Excerpt from a dataset:
★ ★ ★ ★ ★ ★ ★

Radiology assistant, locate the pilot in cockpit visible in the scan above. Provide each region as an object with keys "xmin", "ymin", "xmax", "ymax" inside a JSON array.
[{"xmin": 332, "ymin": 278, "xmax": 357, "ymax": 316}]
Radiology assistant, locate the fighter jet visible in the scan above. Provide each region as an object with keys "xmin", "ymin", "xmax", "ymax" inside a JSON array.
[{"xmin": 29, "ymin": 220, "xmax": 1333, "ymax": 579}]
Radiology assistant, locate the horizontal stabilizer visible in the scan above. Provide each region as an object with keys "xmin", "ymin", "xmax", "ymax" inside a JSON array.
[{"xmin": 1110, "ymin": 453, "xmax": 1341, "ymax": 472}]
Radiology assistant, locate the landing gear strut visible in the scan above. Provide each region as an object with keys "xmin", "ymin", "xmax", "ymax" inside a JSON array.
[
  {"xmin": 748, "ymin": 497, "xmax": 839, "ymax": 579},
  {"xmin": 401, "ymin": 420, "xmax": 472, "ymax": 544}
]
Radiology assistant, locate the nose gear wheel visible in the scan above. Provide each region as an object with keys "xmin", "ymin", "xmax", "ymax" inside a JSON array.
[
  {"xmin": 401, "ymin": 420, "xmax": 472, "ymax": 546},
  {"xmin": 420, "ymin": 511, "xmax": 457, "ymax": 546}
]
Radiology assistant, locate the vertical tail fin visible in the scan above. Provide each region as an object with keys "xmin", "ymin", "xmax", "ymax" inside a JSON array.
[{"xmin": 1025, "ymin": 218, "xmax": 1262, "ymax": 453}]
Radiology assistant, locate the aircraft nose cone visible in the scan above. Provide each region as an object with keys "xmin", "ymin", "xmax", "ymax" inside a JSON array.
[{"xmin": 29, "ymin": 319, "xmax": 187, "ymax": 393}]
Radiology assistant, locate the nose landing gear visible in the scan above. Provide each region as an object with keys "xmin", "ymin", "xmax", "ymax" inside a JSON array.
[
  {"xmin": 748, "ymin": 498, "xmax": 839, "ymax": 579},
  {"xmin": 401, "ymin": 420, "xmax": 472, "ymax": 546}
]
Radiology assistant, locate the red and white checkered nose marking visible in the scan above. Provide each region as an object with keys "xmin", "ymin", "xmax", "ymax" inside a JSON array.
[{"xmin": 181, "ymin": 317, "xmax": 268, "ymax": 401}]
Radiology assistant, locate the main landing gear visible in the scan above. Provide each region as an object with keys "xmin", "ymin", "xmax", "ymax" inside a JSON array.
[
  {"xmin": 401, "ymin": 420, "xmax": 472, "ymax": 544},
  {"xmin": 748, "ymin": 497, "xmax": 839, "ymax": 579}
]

★ ★ ★ ★ ★ ★ ★

- **What you will do**
Can you rewrite all of the records above so that "Radiology assistant" becomes "Labeling assistant" each time it appears, with nothing else changed?

- **Exercise response**
Labeling assistant, locate the pilot in cockpit visible in the scan above. Provide each region as an object with keys "xmin", "ymin", "xmax", "ymax" inside a JSON array.
[{"xmin": 332, "ymin": 278, "xmax": 357, "ymax": 316}]
Labeling assistant, locate the fighter jet visible in the scan above. Provide each region as an object with keys "xmin", "ymin", "xmax", "ymax" inside a JSON array.
[{"xmin": 29, "ymin": 220, "xmax": 1333, "ymax": 579}]
Labeling assistant, locate the horizontal stabilizer visible in the scan above. Provide each region as an object with keys "xmin", "ymin", "xmax", "ymax" inside a JSON array.
[{"xmin": 1110, "ymin": 453, "xmax": 1341, "ymax": 472}]
Labeling assistant, locate the landing gear strut visible in the scan above. Provide each region as an object with keys "xmin", "ymin", "xmax", "ymax" inside a JSON array.
[
  {"xmin": 748, "ymin": 497, "xmax": 839, "ymax": 579},
  {"xmin": 401, "ymin": 420, "xmax": 472, "ymax": 544}
]
Labeling assistant, locate the nose gear wheel visible in the scan above. Provide each region as an object with keys "xmin", "ymin", "xmax", "ymax" inside a JSON array.
[
  {"xmin": 401, "ymin": 420, "xmax": 472, "ymax": 546},
  {"xmin": 420, "ymin": 511, "xmax": 457, "ymax": 546}
]
Labeling assistant, locate the vertical tail fin visible in the scan above. Provide each region as an object with keys "xmin", "ymin", "xmax", "ymax" inside a JSON array.
[{"xmin": 1025, "ymin": 218, "xmax": 1262, "ymax": 453}]
Labeling assistant, locate the aircraft nose cone visible in the scan above. Provide each region as an object with keys "xmin", "ymin", "xmax", "ymax" inside a JSON array.
[{"xmin": 29, "ymin": 319, "xmax": 187, "ymax": 393}]
Labeling assistant, locate the nose landing gear visible in the scan above. Provide each region as an object with keys "xmin", "ymin", "xmax", "ymax" inside a JSON array.
[
  {"xmin": 748, "ymin": 498, "xmax": 839, "ymax": 579},
  {"xmin": 401, "ymin": 420, "xmax": 472, "ymax": 546}
]
Labeling assistant, locate the red and white checkered nose marking visible in the scan above. Provide each region as an object with keys "xmin", "ymin", "xmax", "ymax" inside a JSON array.
[{"xmin": 181, "ymin": 317, "xmax": 268, "ymax": 401}]
Labeling assistant, locate the main landing gear visible in the scan above. Provide each region as an object with keys "xmin", "ymin", "xmax", "ymax" inside a JSON array.
[
  {"xmin": 401, "ymin": 420, "xmax": 472, "ymax": 544},
  {"xmin": 748, "ymin": 497, "xmax": 839, "ymax": 579}
]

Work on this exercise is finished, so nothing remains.